--- Stated exercise ---
Return, unchanged, each line of the items from the line containing "Each instance of the yellow flower cluster" through the last line of the items, including both.
**** Records to use
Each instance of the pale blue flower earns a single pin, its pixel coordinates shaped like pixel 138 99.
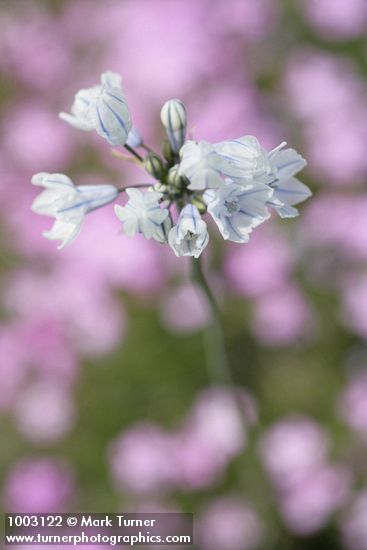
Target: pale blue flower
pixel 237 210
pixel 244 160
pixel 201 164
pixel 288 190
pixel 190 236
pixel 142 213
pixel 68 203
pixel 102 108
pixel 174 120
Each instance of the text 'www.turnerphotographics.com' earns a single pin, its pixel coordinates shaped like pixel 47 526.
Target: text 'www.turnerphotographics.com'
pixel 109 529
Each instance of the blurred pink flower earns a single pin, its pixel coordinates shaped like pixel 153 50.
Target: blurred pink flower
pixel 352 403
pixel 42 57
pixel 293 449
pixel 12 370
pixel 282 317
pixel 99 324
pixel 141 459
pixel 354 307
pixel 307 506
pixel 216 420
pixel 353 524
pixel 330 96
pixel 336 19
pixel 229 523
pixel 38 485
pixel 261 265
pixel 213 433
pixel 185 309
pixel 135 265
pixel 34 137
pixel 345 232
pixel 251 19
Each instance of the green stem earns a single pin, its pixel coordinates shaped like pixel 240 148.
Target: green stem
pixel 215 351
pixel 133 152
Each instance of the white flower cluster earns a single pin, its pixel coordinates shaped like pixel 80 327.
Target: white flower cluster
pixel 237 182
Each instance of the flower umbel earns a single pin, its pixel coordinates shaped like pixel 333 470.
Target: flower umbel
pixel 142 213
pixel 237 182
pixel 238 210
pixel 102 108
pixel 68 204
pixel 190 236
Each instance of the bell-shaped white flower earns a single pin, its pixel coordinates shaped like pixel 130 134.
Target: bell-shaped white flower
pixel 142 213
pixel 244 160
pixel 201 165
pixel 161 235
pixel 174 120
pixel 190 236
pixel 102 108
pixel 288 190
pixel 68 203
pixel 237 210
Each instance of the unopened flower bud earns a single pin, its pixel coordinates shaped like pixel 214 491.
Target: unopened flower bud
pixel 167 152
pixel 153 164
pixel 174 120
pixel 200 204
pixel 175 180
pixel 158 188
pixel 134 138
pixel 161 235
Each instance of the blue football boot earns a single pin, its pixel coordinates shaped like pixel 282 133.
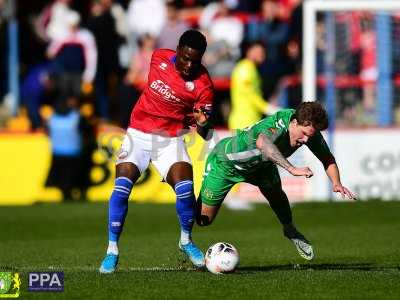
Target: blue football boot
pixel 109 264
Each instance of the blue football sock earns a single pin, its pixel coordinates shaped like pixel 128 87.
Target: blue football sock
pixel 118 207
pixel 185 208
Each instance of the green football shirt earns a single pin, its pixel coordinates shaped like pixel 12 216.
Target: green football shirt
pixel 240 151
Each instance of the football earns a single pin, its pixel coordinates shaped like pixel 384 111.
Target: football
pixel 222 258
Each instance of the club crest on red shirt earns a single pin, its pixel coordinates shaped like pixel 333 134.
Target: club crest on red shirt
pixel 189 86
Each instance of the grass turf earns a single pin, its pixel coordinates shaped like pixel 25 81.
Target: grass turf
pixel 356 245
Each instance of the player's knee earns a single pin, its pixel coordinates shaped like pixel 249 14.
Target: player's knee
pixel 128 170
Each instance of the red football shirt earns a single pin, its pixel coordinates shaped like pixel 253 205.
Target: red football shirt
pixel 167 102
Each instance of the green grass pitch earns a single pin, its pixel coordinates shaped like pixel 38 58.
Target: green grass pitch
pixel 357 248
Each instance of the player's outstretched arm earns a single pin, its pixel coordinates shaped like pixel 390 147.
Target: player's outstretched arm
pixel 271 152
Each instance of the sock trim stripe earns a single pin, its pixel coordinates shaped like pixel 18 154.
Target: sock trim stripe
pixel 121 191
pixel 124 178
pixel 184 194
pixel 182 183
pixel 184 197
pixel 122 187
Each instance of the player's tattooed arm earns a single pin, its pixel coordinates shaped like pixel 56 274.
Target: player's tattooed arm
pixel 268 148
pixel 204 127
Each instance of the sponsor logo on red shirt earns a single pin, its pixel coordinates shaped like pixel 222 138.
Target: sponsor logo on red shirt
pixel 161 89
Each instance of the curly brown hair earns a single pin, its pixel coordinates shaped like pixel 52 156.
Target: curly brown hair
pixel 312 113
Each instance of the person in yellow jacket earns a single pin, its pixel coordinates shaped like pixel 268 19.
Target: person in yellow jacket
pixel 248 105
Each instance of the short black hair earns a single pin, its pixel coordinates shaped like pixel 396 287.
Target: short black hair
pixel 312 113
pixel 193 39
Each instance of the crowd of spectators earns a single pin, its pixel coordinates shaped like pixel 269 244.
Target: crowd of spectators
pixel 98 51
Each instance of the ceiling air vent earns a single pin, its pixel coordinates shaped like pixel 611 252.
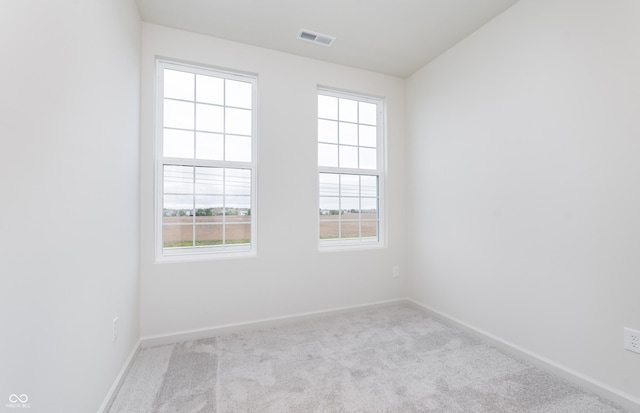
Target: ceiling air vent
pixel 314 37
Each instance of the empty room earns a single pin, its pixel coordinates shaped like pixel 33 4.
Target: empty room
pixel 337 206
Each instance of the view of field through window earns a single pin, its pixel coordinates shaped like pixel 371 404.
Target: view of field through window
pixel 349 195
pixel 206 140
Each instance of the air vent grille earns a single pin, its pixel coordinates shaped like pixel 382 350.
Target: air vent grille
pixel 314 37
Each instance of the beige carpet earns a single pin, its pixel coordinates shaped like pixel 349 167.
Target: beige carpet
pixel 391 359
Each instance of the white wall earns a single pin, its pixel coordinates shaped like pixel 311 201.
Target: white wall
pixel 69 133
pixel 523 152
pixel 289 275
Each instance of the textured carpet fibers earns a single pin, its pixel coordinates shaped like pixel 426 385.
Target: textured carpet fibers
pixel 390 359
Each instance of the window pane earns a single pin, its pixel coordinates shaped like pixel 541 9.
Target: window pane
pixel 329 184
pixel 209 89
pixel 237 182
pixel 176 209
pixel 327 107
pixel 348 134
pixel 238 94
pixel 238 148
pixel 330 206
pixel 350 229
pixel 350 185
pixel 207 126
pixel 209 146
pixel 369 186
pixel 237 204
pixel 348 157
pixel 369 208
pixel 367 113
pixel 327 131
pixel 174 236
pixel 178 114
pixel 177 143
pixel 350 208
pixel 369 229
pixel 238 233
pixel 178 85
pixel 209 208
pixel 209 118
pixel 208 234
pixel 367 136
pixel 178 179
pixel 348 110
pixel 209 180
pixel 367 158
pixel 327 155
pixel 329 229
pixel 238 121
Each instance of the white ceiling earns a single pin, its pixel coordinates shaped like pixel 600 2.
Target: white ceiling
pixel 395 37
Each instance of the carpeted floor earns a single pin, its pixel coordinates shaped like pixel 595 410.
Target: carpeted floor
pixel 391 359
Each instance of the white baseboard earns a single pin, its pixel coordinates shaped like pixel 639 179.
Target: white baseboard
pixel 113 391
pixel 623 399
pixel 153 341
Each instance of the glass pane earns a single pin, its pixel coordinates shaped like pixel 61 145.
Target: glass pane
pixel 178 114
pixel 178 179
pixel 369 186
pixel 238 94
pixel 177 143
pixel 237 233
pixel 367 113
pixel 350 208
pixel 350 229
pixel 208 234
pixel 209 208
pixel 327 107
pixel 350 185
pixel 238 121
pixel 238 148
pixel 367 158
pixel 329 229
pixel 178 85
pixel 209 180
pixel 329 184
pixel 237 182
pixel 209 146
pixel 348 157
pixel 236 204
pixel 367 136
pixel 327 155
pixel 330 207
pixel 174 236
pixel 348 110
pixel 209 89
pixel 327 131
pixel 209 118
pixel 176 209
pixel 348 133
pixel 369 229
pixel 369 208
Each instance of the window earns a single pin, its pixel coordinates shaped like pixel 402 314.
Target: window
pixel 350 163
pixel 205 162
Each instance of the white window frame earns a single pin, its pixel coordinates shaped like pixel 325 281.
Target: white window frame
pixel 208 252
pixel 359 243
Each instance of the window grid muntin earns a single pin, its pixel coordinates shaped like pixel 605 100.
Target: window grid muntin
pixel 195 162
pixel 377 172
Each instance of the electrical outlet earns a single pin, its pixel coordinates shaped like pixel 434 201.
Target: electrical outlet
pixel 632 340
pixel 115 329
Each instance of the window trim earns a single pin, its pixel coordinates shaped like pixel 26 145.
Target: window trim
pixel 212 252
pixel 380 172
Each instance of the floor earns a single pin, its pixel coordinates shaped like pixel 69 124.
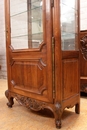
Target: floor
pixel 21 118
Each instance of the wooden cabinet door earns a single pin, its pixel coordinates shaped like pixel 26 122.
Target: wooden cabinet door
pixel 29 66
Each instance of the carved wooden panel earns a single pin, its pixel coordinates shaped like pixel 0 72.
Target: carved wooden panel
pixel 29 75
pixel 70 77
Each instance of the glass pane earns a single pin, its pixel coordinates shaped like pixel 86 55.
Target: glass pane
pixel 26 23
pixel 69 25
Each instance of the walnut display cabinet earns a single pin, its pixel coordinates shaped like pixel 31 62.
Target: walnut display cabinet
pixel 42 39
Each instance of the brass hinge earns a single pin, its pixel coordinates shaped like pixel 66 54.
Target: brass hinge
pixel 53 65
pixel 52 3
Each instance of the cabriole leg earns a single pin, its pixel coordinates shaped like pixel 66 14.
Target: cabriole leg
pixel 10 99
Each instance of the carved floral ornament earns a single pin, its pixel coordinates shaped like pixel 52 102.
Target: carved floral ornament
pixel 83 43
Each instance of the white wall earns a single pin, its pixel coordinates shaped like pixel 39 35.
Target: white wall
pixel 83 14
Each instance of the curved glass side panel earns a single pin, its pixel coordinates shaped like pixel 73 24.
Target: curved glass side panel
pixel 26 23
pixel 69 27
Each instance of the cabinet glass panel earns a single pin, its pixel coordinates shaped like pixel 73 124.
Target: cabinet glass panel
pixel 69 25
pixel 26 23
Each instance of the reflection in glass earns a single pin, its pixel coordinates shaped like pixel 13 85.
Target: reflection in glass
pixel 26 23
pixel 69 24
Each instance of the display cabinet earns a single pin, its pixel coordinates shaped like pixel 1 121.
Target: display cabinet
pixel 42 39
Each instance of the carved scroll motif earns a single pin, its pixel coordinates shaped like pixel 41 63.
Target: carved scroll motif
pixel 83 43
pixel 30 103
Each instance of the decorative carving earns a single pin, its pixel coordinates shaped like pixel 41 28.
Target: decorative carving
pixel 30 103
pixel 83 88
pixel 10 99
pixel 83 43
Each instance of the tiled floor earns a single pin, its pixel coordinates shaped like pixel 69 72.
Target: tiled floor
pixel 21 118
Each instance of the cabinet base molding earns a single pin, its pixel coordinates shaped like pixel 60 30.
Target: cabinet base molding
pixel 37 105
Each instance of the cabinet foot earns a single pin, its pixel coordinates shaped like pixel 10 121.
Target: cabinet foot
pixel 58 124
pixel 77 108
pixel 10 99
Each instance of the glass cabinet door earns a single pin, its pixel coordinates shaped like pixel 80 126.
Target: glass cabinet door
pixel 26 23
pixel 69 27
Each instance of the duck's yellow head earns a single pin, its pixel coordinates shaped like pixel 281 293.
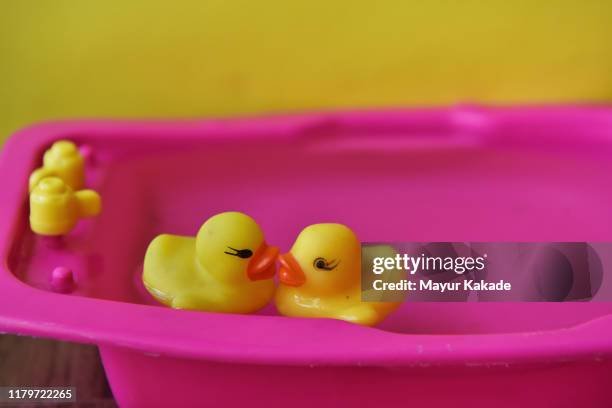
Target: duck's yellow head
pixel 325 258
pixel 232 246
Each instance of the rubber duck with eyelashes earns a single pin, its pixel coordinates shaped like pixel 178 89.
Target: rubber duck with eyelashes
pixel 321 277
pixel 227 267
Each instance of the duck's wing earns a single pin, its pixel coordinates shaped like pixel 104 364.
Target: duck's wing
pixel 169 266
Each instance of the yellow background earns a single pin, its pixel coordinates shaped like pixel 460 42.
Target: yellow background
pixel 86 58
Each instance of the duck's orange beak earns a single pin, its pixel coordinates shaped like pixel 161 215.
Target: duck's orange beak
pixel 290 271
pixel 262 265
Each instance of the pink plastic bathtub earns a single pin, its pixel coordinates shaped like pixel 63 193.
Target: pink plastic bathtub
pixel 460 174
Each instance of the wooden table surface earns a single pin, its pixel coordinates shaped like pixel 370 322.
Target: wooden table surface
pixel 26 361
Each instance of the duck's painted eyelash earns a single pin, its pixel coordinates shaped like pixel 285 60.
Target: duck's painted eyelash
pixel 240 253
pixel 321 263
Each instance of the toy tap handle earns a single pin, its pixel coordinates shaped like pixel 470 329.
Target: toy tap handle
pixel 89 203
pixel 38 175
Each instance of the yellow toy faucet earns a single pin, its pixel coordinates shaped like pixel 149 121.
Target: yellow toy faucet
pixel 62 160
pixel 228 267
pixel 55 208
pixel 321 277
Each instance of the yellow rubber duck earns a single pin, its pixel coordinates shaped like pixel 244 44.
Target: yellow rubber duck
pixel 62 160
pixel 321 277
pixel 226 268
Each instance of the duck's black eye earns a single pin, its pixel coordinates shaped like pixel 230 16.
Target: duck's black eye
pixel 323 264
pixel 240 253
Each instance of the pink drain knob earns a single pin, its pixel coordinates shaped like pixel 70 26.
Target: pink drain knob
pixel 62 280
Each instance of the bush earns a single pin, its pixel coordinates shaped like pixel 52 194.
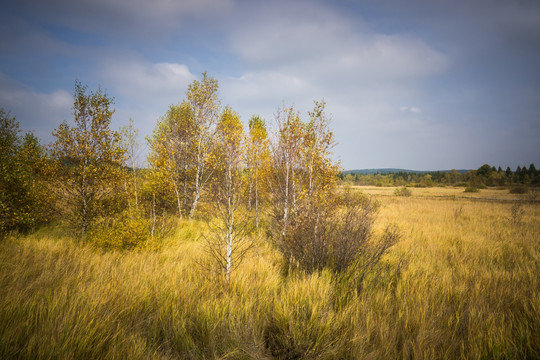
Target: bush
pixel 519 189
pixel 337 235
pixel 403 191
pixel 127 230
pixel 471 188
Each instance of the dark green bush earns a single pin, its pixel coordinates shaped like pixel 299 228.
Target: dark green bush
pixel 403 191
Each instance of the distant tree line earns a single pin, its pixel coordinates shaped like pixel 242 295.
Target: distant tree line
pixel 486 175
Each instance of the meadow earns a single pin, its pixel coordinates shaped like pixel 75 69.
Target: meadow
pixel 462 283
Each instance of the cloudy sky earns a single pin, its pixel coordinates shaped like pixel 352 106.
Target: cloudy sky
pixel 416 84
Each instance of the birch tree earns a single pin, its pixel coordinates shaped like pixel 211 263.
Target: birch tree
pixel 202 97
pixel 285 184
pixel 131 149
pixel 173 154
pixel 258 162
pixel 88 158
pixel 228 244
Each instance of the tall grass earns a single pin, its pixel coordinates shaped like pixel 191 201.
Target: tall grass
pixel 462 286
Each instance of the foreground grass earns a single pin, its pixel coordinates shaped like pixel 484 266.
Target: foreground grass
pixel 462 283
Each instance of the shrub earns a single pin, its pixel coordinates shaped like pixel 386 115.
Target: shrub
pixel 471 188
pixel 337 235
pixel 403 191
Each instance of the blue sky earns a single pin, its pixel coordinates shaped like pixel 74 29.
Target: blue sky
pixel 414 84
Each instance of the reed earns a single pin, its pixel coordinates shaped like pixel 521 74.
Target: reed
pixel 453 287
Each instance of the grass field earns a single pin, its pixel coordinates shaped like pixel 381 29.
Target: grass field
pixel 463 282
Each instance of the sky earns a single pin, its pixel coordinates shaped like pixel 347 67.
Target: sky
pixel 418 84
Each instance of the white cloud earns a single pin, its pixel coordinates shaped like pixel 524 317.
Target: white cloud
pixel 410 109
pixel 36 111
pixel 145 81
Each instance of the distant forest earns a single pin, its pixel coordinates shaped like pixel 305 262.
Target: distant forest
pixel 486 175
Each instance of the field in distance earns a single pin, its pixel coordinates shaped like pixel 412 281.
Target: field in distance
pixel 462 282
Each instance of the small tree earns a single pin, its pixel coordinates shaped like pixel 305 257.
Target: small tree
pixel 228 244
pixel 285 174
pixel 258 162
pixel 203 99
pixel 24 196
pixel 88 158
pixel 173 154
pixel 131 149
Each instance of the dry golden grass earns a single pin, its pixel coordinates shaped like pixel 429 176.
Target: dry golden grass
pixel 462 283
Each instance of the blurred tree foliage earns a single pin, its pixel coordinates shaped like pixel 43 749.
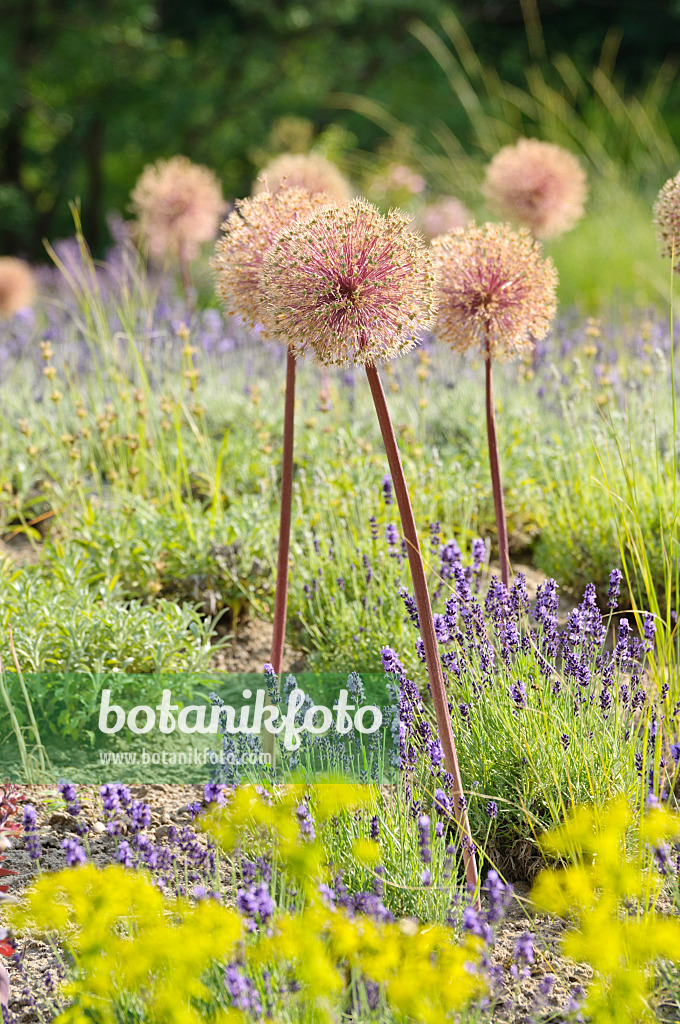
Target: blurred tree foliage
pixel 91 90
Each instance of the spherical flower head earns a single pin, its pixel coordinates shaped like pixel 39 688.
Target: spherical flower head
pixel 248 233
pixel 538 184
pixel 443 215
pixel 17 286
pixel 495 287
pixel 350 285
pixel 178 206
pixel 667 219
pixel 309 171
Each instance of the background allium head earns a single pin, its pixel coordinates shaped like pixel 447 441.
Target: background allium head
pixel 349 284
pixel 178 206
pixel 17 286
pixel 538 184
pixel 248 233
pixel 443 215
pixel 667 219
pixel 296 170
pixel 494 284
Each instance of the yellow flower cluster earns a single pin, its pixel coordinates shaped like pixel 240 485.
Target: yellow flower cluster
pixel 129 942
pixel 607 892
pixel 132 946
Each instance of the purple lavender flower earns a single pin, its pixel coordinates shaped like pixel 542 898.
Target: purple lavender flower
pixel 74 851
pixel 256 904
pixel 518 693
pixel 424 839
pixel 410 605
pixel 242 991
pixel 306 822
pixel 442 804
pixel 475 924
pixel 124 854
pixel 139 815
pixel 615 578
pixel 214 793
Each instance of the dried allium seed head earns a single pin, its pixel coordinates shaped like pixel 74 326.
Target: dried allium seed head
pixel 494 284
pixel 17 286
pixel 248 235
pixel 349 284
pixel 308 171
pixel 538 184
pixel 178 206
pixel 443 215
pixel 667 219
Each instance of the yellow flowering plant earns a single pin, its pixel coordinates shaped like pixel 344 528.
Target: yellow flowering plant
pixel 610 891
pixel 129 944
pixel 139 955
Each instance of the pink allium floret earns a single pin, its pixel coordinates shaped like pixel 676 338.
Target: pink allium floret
********
--- Exercise response ---
Each instance of the yellow flower cluster earns a single pin, its pixel coordinates shaped like pixel 240 485.
Target: yellow flower cluster
pixel 129 942
pixel 607 892
pixel 132 946
Each instance of the purple lavender flower earns a single pin, its pixel coordinates shaped like pixel 542 898.
Target: purple lavender flower
pixel 74 851
pixel 256 904
pixel 518 693
pixel 424 839
pixel 410 605
pixel 242 991
pixel 306 822
pixel 442 804
pixel 475 924
pixel 124 854
pixel 139 815
pixel 615 578
pixel 214 793
Each instance of the dried allium seed head earns a single pin, its pixel coordinates shaped like pixel 74 326.
Target: dried allium seed head
pixel 494 284
pixel 17 286
pixel 248 235
pixel 349 284
pixel 308 171
pixel 538 184
pixel 178 206
pixel 443 215
pixel 667 219
Each instance of the yellow flowering plant earns a single pin, its pixel coordinates shaped like pixel 344 528.
Target: yellow flowering plant
pixel 610 891
pixel 129 944
pixel 139 955
Each instance of the pink allium floret earns a single pin, its pixel coordinates shaped like pixel 676 338.
Target: pink allium floret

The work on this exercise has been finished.